TASK GOAL >>
Copy everything in the data below exactly except the pictures.

# # # # # # #

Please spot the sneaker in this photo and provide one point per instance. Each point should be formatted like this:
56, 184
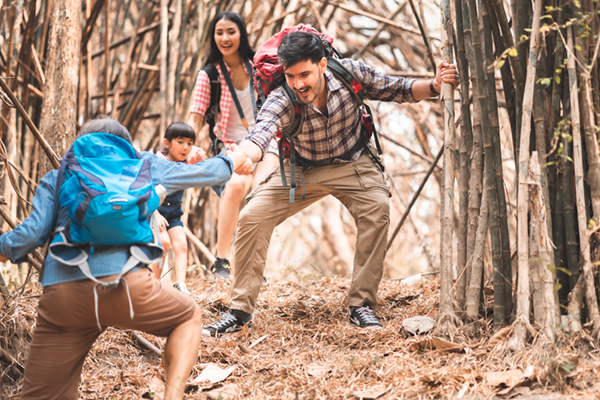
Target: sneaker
221, 268
363, 317
228, 324
182, 288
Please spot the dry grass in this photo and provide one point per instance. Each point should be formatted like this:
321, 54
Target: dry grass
307, 326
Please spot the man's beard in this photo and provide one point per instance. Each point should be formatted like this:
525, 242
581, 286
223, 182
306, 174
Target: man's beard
308, 99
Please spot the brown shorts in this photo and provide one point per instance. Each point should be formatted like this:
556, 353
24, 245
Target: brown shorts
66, 326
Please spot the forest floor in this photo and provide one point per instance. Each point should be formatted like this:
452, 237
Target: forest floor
301, 346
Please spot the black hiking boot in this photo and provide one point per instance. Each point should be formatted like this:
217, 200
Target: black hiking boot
363, 317
229, 323
221, 268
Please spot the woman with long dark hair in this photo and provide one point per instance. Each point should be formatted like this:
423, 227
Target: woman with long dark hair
231, 57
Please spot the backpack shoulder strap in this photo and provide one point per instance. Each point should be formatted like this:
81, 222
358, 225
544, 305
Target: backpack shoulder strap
215, 98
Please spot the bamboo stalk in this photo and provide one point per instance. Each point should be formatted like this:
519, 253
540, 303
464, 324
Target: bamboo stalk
446, 245
506, 272
516, 69
508, 84
380, 19
423, 34
54, 159
476, 152
575, 306
414, 199
465, 145
494, 224
550, 313
106, 55
476, 261
523, 291
164, 28
587, 120
375, 35
590, 290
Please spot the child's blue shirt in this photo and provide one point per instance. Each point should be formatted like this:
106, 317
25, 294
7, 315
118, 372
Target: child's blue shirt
39, 226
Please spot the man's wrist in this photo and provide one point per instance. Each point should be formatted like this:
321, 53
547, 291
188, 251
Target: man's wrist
432, 88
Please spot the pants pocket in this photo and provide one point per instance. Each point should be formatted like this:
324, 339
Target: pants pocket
371, 177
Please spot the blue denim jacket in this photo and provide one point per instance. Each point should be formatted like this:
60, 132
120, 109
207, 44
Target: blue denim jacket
39, 226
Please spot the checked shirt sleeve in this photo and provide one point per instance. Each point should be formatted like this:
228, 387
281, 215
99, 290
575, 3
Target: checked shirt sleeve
379, 86
273, 117
201, 96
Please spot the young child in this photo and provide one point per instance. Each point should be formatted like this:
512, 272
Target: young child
177, 145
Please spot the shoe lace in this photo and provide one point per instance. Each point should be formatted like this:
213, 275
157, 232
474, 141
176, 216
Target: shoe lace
226, 321
221, 264
366, 315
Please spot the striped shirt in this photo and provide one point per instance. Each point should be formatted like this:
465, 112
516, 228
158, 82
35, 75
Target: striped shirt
325, 137
201, 101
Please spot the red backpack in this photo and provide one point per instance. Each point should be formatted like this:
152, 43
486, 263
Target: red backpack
269, 75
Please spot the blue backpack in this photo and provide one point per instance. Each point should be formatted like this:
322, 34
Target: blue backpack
107, 190
109, 195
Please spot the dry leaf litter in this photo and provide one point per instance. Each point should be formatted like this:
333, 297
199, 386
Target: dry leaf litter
301, 346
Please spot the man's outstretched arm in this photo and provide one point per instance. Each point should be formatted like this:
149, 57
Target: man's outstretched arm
426, 88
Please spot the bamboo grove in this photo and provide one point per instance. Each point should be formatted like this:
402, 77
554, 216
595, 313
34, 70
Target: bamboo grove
545, 53
519, 184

# # # # # # #

WORKED ANSWER >>
Please spot the sneaker in this photo and provide one point per instance. Each point should be formatted like this:
56, 184
Target: sneaker
221, 268
363, 317
228, 324
182, 288
Please spot the dry grass in this photo and provide one point per instance. Each point should be formatted like this:
321, 54
Target: dry grass
307, 326
Please spot the man's beard in this photo and provide one point per instance. Each point should be formatted like this:
525, 242
581, 286
223, 182
306, 174
Target: man's beard
308, 99
Please spot the brown shorts in this photo and provide one point per instance. Each point should be formatted like this:
556, 353
24, 245
Target: brown shorts
66, 326
Please spot the forest floor in this photo and provide one point per instance. Each point should be formatted like this:
452, 237
Target: forest floor
301, 346
Please spot the black hiking boot in this photo and provide one point per instance. Each point should be formatted like this:
217, 200
Target: black hiking boot
363, 317
229, 323
221, 268
Please spot the woman with long dark hair in this photo and provide one point per instance. Each point should be formatted like this:
423, 227
Target: woman with long dark hair
231, 57
Please spot the backpack shoulder strap in this photo and provide one point per instance. Each point should be formatted like this:
81, 222
358, 225
544, 305
Target: backpack shoulder strap
215, 98
Please spot the bamboo stalk in this photo and provide one point per instance. Each point should be formatted like this:
519, 253
540, 303
464, 324
Target: bamboo stalk
446, 245
506, 272
516, 69
508, 84
380, 19
423, 34
54, 159
476, 152
575, 306
414, 199
465, 145
494, 224
550, 313
106, 55
476, 261
523, 291
164, 28
587, 120
375, 35
590, 290
Please spot the child's blue shirt in this photo and provide one point per instance. Each point should be formatted like this:
106, 317
25, 294
7, 315
118, 372
Target: child's blue shirt
39, 226
Please spot the man's wrist in this photo and provide one point per instance. Each point should be formatted like this:
321, 53
547, 291
188, 251
Target: man's wrist
432, 88
Please spot the pants pocket in this photo and provide one point per instance. Each point should be formatted like this:
324, 339
Target: pants pocket
371, 177
Please spot the blue denim jacket in this photo and provide one point per instance. Each point should be formatted like this:
60, 132
120, 109
207, 44
Target: blue denim jacket
39, 226
Please spot the checked shirt sleeve in this photo and provide one point per instance. Each point should be formatted like this:
228, 387
281, 215
99, 290
575, 3
Target: checked shirt sleeve
379, 86
273, 117
201, 96
Please spot the young child in this photo and provide one point per instance. Each point should be formatted like this:
512, 272
Target: young child
177, 145
Please spot the shoe lace in this photo and provide one point per instance. Each point should be formatted like this:
213, 275
157, 232
474, 141
176, 216
Target: shoe lace
226, 321
221, 264
366, 315
Please spot the striped shirt in this photo and provide one point per instance. Each point should be formatted like this:
465, 112
516, 228
158, 82
35, 75
Target: striped shirt
325, 137
201, 101
Please spot the red backpack in this photo and provide one point per instance. Each point should be formatted like this:
152, 43
486, 263
Target: red backpack
269, 75
Please spot the blue backpack in this photo and provide one point per instance. Each point should be formatted like this:
322, 34
Target: blue backpack
107, 190
109, 195
Please spot the dry leaf litter in this photo and provide one point per instance. Each point should be formatted like this:
333, 297
199, 386
Target: dry leaf litter
301, 346
Please spot the man's outstretched arm in this photo and provide one point per instance. Each point should be formatted like this:
149, 57
Target: man's outstretched arm
426, 88
Please spot the bamboo grove in this photo and provide one point per instance. Each point should be formatted like this:
402, 77
554, 216
595, 313
34, 70
Target: bamboo grove
545, 53
519, 184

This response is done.